··· Given data ···

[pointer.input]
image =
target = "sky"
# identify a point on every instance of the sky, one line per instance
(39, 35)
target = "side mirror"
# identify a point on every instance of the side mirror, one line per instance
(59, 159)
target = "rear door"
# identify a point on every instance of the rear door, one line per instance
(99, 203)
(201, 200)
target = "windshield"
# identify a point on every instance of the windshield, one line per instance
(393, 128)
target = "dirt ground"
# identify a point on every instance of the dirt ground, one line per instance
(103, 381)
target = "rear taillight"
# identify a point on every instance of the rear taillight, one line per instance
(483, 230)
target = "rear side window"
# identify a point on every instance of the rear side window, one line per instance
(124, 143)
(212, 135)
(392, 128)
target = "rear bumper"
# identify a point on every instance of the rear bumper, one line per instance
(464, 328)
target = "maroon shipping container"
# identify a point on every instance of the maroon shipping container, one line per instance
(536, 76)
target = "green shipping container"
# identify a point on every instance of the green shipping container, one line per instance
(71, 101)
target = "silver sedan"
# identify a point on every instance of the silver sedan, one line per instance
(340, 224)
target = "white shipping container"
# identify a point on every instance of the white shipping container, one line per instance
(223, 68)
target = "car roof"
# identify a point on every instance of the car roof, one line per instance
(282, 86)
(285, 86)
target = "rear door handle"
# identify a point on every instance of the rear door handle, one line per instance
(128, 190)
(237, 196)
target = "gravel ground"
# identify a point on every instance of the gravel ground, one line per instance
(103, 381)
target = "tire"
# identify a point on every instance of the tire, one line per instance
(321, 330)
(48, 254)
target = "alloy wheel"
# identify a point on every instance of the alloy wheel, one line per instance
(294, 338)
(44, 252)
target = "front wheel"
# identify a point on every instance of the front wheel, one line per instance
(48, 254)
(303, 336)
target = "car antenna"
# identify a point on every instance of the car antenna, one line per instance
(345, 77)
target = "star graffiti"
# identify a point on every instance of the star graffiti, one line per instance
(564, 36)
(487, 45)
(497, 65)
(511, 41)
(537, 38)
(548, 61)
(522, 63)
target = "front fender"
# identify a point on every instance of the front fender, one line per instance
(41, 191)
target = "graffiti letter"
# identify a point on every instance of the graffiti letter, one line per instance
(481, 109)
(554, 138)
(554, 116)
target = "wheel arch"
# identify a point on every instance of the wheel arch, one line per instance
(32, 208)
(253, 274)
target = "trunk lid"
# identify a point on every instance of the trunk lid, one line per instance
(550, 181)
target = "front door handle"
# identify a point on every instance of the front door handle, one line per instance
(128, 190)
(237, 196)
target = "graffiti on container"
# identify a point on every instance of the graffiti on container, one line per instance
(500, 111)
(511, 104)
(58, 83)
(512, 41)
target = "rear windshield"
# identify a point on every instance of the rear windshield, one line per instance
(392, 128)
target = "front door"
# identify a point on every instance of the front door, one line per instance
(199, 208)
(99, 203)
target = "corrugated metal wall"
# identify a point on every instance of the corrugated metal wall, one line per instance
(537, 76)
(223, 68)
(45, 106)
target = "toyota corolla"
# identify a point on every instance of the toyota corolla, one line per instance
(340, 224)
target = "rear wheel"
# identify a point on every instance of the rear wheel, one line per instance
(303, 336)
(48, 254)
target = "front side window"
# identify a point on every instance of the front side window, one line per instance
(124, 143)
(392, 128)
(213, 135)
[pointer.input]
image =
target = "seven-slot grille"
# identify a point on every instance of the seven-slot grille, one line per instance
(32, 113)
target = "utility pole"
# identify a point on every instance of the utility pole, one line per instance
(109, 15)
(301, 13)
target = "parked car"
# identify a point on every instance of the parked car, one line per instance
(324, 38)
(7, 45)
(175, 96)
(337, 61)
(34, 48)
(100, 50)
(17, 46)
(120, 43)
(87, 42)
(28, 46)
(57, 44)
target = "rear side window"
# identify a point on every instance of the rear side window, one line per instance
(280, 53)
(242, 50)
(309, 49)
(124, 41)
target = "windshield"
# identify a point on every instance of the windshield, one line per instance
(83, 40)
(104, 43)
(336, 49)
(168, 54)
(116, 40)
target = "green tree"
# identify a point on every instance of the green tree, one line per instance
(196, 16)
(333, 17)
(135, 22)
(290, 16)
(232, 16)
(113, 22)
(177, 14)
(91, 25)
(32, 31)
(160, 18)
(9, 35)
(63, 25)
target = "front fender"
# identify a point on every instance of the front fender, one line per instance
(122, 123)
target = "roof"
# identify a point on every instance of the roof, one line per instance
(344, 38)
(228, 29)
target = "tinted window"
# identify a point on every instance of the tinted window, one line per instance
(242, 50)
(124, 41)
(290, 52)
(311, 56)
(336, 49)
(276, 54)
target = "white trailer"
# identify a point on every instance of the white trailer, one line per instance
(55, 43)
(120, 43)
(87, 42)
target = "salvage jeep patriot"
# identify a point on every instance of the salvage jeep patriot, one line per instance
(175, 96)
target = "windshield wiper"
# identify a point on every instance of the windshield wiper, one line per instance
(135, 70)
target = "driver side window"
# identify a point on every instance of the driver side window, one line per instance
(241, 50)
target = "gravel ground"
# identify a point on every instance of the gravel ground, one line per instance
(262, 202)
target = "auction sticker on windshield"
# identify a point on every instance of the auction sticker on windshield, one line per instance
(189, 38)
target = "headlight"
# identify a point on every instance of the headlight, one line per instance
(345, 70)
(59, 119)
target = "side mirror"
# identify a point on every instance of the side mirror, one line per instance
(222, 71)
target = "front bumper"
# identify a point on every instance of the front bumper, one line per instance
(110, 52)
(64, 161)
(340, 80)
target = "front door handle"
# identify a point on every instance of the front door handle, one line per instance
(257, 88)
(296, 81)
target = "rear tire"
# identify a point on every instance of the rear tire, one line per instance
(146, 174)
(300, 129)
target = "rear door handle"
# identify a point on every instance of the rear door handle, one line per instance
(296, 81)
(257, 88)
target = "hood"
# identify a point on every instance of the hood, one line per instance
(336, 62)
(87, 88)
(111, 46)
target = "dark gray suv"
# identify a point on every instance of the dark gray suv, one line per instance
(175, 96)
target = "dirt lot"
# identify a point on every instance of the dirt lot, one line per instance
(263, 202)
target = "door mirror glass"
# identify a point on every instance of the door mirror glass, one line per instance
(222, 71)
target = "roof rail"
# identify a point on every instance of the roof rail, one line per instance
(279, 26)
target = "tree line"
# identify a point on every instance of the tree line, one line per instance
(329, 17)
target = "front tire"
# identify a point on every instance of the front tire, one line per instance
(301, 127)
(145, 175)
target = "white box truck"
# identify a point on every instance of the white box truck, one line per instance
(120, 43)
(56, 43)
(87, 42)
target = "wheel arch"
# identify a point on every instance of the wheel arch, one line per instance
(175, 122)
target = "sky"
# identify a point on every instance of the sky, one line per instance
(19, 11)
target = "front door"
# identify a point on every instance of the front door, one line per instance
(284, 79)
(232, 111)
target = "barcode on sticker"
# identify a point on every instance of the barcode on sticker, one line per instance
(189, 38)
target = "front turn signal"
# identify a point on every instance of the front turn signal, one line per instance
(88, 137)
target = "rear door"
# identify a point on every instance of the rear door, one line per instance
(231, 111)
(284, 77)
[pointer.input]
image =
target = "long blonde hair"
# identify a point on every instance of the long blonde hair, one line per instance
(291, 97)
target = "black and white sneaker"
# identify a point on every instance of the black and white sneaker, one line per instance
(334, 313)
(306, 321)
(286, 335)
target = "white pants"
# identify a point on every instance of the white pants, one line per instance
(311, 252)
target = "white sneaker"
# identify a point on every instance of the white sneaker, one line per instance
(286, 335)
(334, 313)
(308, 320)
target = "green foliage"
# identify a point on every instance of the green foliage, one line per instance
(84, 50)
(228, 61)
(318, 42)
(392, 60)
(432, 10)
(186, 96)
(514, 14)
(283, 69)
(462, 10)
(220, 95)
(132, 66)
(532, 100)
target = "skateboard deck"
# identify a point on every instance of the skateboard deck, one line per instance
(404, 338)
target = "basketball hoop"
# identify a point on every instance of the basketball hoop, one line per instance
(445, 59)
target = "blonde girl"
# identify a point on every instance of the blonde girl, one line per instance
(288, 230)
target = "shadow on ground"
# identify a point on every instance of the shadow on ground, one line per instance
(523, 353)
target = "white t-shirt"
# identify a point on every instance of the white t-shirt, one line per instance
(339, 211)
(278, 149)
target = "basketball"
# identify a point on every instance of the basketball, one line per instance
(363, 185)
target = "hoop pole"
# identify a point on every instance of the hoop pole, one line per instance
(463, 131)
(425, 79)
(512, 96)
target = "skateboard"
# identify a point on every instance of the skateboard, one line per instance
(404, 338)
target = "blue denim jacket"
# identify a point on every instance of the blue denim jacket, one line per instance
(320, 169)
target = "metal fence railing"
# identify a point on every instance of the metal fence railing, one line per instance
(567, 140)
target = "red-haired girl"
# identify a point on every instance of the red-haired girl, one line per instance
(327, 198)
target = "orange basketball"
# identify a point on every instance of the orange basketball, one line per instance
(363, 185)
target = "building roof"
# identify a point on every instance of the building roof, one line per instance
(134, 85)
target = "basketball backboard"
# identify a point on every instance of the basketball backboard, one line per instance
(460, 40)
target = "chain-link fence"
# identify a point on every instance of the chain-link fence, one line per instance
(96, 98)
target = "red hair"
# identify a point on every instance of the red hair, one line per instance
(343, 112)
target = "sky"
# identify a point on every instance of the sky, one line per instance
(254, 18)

···

**Job**
Count how many lines in the stored entries above contain the string "fence", and reply with the number alone.

**Result of the task**
4